Stated problem: Copy out all the records below, substituting "a separate marker for each instance" for each occurrence of "one marker per instance" and keeping every other word unchanged.
•••••
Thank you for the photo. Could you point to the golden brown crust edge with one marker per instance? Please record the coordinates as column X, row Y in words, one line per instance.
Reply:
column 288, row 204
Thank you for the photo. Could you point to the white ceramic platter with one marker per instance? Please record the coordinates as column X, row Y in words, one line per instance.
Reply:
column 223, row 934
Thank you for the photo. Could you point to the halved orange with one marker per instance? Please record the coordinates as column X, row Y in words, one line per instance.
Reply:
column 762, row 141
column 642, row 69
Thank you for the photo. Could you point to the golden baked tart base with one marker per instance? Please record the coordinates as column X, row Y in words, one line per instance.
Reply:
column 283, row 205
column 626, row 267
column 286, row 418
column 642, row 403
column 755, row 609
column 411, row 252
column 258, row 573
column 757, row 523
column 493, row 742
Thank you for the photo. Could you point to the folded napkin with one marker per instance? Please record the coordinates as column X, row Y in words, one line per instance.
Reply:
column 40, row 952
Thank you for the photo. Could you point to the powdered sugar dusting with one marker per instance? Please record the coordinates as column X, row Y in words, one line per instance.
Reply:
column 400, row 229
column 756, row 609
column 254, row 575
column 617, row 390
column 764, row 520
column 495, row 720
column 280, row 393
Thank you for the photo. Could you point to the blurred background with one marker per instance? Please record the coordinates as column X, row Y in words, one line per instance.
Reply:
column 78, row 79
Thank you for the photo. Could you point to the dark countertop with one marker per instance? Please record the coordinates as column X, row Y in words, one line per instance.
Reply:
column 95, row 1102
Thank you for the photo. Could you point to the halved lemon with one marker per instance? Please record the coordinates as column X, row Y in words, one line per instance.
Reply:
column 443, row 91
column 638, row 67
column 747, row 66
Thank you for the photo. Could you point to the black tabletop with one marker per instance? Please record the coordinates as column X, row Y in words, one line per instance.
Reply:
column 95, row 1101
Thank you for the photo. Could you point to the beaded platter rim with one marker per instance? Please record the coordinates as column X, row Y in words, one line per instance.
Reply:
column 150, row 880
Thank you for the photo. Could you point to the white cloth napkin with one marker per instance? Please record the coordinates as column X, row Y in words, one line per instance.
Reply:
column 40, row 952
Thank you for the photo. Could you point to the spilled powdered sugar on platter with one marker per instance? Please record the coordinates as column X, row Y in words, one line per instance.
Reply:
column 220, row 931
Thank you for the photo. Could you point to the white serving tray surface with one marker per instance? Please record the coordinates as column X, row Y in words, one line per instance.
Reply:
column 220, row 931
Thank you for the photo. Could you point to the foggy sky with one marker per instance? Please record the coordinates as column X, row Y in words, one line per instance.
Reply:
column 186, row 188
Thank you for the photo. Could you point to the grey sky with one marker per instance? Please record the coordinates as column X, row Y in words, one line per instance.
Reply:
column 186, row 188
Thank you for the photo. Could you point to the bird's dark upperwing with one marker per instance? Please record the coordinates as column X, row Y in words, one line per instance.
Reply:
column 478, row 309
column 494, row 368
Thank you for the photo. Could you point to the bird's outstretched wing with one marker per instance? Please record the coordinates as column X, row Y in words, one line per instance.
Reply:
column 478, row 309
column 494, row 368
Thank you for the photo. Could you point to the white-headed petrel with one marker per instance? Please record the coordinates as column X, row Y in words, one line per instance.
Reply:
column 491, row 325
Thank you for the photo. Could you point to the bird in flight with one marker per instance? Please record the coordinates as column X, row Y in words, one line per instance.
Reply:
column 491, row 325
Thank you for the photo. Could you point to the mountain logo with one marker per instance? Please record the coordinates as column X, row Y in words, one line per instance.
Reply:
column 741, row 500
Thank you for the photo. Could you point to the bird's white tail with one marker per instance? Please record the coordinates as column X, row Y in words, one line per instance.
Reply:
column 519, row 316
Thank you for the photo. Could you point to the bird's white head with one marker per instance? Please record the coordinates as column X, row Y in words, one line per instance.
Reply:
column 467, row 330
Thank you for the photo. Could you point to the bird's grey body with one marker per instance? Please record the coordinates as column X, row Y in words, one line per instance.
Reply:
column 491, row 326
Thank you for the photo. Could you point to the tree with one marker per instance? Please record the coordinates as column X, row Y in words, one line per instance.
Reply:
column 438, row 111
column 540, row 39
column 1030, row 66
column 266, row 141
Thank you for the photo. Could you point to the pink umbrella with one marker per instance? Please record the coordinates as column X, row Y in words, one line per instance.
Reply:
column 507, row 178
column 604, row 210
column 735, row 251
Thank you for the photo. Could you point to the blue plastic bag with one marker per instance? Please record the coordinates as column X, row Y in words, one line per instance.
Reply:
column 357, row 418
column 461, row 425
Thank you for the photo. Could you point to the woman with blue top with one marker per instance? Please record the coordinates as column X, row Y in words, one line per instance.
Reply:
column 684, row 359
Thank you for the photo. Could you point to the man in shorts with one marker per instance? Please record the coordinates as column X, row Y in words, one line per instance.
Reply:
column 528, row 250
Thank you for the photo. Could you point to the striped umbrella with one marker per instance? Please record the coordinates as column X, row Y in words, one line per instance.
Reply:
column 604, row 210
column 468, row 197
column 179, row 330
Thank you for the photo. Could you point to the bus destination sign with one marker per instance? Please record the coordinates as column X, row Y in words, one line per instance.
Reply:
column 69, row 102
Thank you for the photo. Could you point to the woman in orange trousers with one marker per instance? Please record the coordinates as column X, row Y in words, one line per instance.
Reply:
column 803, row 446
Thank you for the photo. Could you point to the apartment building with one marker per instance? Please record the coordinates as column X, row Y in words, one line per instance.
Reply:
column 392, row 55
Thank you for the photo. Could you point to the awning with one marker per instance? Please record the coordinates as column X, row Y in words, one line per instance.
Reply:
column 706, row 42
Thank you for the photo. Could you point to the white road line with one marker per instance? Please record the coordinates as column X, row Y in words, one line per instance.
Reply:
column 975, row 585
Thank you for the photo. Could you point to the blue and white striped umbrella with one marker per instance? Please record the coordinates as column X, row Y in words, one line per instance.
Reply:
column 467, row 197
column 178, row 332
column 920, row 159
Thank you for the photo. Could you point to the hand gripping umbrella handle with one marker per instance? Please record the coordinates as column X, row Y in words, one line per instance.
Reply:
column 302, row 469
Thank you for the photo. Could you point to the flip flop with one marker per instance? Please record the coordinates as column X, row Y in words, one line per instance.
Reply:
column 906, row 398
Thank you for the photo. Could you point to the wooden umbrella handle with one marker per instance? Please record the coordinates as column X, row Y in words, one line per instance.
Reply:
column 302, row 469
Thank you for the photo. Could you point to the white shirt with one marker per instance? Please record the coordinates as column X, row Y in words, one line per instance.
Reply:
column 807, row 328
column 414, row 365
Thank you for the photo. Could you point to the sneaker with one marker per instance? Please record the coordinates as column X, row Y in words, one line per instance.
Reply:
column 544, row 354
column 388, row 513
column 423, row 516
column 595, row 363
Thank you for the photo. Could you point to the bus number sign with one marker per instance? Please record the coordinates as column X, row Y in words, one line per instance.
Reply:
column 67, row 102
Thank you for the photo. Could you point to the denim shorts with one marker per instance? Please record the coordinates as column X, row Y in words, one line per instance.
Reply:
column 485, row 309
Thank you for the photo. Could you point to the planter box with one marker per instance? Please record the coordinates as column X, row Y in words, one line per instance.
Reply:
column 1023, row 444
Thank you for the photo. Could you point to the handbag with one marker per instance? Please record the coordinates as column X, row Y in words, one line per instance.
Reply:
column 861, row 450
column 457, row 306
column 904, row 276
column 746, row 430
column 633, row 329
•••••
Task output:
Thank you for the photo. Could you point to the golden brown crust edge with a separate marker for each instance? Please record the coordinates as column X, row Y in words, one line per instance.
Reply:
column 288, row 204
Thank you for the photo. Could you point to the white ceramic platter with a separate marker for each instance? Please record the coordinates as column X, row Y in words, one line per instance.
Reply:
column 223, row 934
Thank you for the photo. Could you point to the halved orange with a separate marker for each instance? Please record the coordinates as column X, row Y in words, one line per instance.
Reply:
column 762, row 141
column 642, row 69
Thank you for the photo. Could you point to the golden baked tart base with a separate marker for each instance? Please record the coordinates as column X, row Y in words, one line per instance.
Reply:
column 283, row 205
column 626, row 267
column 286, row 418
column 642, row 403
column 755, row 609
column 411, row 252
column 258, row 573
column 757, row 523
column 493, row 742
Thank you for the photo. Could you point to the folded napkin with a separate marker for each instance? Please record the coordinates as column X, row Y in words, one line per instance.
Reply:
column 40, row 952
Thank you for the photo. Could you point to the powdered sugar dusting with a separate marker for each instance? Please record the coordinates as column X, row Y in words, one line per instance.
Reply:
column 400, row 229
column 756, row 609
column 254, row 575
column 617, row 390
column 764, row 520
column 495, row 720
column 280, row 393
Thank you for the photo. Could you point to the blurred background with a separate marker for each instance? Please record the coordinates as column X, row Y in words, one line per instance.
Reply:
column 78, row 79
Thank you for the photo. Could you point to the dark countertop with a separate marker for each instance? Please record the coordinates as column X, row Y in words, one line per instance.
Reply:
column 95, row 1102
Thank you for the photo. Could you point to the halved lemon with a separate marker for each instance? Please record the coordinates as column X, row Y in words, one line per instance.
Reply:
column 443, row 91
column 638, row 67
column 747, row 66
Thank you for the photo. Could you point to the black tabletop with a separate marker for each instance? Please record the coordinates as column X, row Y in words, one line per instance.
Reply:
column 95, row 1101
Thank you for the photo. Could you point to the beaded platter rim with a separate marker for each instance? Please record the coordinates as column X, row Y in words, one line per instance.
Reply:
column 150, row 880
Thank you for the photo. Could you point to the white cloth napkin with a separate marker for each instance? Please record the coordinates as column X, row Y in words, one line per instance.
Reply:
column 40, row 952
Thank you for the photo. Could you point to the spilled powdered sugar on platter with a separate marker for each instance? Please record the coordinates as column X, row Y in words, one line per instance.
Reply:
column 220, row 931
Thank you for the photo. Could you point to the white serving tray surface with a separate marker for each instance? Please record the coordinates as column X, row Y in words, one line per instance.
Reply:
column 220, row 931
Thank you for the photo. Could you point to the foggy sky with a separate marker for each instance? Please record the coordinates as column X, row Y in words, one line per instance.
Reply:
column 186, row 188
Thank you for the photo. Could you point to the grey sky with a separate marker for each instance? Please record the coordinates as column X, row Y in words, one line per instance.
Reply:
column 186, row 188
Thank you for the photo. Could you point to the bird's dark upperwing with a separate marker for each instance? Please record the coordinates as column X, row Y in words, one line per instance.
Reply:
column 478, row 309
column 494, row 368
Thank you for the photo. Could you point to the bird's outstretched wing with a separate marker for each instance? Please record the coordinates as column X, row Y in words, one line per instance.
Reply:
column 478, row 309
column 494, row 368
Thank you for the photo. Could you point to the white-headed petrel with a separate marker for each instance? Please record the coordinates as column X, row Y in words, one line per instance.
Reply:
column 491, row 325
Thank you for the photo. Could you point to the bird in flight with a separate marker for each instance? Please record the coordinates as column X, row Y in words, one line per instance.
Reply:
column 491, row 325
Thank you for the photo. Could you point to the mountain logo with a separate marker for each instance? Please record the coordinates as column X, row Y in words, one line per instance.
Reply:
column 741, row 500
Thank you for the photo. Could you point to the bird's white tail with a separate marker for each instance? Please record the coordinates as column X, row Y in words, one line per instance.
Reply:
column 519, row 316
Thank you for the photo. Could you point to the bird's white head with a separate marker for each instance? Please record the coordinates as column X, row Y in words, one line per instance.
Reply:
column 467, row 330
Thank you for the photo. Could you point to the bird's grey body with a separate marker for each instance? Please record the coordinates as column X, row Y in words, one line per instance.
Reply:
column 491, row 326
Thank you for the photo. Could you point to the tree with a separate marker for each instance? Please record the coordinates as column X, row Y in words, one line per instance.
Reply:
column 438, row 111
column 540, row 39
column 1030, row 66
column 266, row 141
Thank you for the photo. Could you point to the pink umbrella with a separate marker for each instance? Please record the coordinates as column X, row Y in words, one line per instance.
Reply:
column 507, row 178
column 604, row 210
column 735, row 251
Thank you for the photo. Could you point to the blue plastic bag with a separate marker for each instance? Please record the coordinates as column X, row Y in words, one line per instance.
Reply:
column 357, row 418
column 461, row 425
Thank you for the photo. Could you point to the woman with blue top with a separate marker for each instance? Please record the coordinates as column X, row Y in words, one line per instance.
Reply:
column 684, row 359
Thank you for the photo. Could you point to the man in shorts with a separate marker for each instance? Please record the coordinates as column X, row Y in words, one line per instance.
Reply:
column 528, row 250
Thank you for the photo. Could you point to the striped umbrella with a separate marker for each instance? Please record the coordinates as column X, row Y in words, one line per instance.
Reply:
column 604, row 210
column 468, row 197
column 179, row 330
Thank you for the photo. Could you point to the bus destination sign with a separate marker for each instance? Please record the coordinates as column X, row Y in words, one line per instance.
Reply:
column 69, row 102
Thank you for the photo. Could you point to the woman in orange trousers with a separate marker for each instance? Please record the coordinates as column X, row Y in words, one line per instance.
Reply:
column 803, row 446
Thank you for the photo. Could you point to the apartment building with a separate marker for each instance? Please record the coordinates as column X, row Y in words, one line per instance.
Reply:
column 392, row 55
Thank you for the photo. Could you point to the awning with a separate marker for each instance? Please record the coordinates as column X, row Y in words, one line per instance.
Reply:
column 706, row 42
Thank you for the photo. Could you point to the white road line with a separate marker for each instance? Please record the coordinates as column X, row Y in words, one line per instance.
Reply:
column 975, row 585
Thank you for the photo. Could you point to the blue and white striped umbrella with a separate marker for each instance? Please record the coordinates as column X, row Y in words, one line per instance.
Reply:
column 467, row 197
column 178, row 332
column 920, row 159
Thank you for the photo. Could you point to the hand gripping umbrella handle with a separate marker for each instance? Please record the coordinates as column X, row Y in words, one line per instance.
Reply:
column 302, row 469
Thank you for the photo. Could you point to the flip flop with a separate marker for each instance? Please record the coordinates as column X, row Y in words, one line per instance.
Reply:
column 906, row 398
Thank you for the photo. Could you point to the wooden umbrella handle with a separate marker for each instance? Please record the coordinates as column X, row Y in words, one line per instance.
Reply:
column 302, row 469
Thank you for the photo. Could you point to the white shirt with a separate marker for each instance? Please record the coordinates as column X, row Y in words, one line per instance.
Reply:
column 807, row 328
column 414, row 365
Thank you for the photo. Could you point to the sneaker with a separate marker for each instance? Please record the coordinates as column X, row Y in words, one line per instance.
Reply:
column 544, row 354
column 388, row 513
column 423, row 516
column 595, row 363
Thank you for the photo. Could you point to the bus number sign with a separate marker for each instance? Please record the coordinates as column X, row Y in words, one line per instance.
Reply:
column 67, row 102
Thank you for the photo. Could you point to the denim shorts with a separate marker for each instance? Please record the coordinates as column X, row Y in words, one line per instance.
Reply:
column 485, row 309
Thank you for the photo. Could you point to the planter box with a separate marker for each instance? Please record the coordinates as column X, row Y in words, one line per instance.
Reply:
column 1023, row 444
Thank you for the photo. Could you point to the handbag with a separate marker for each instance? Please record the coordinates as column X, row Y in words, one line per instance.
Reply:
column 861, row 450
column 457, row 306
column 904, row 276
column 746, row 430
column 633, row 329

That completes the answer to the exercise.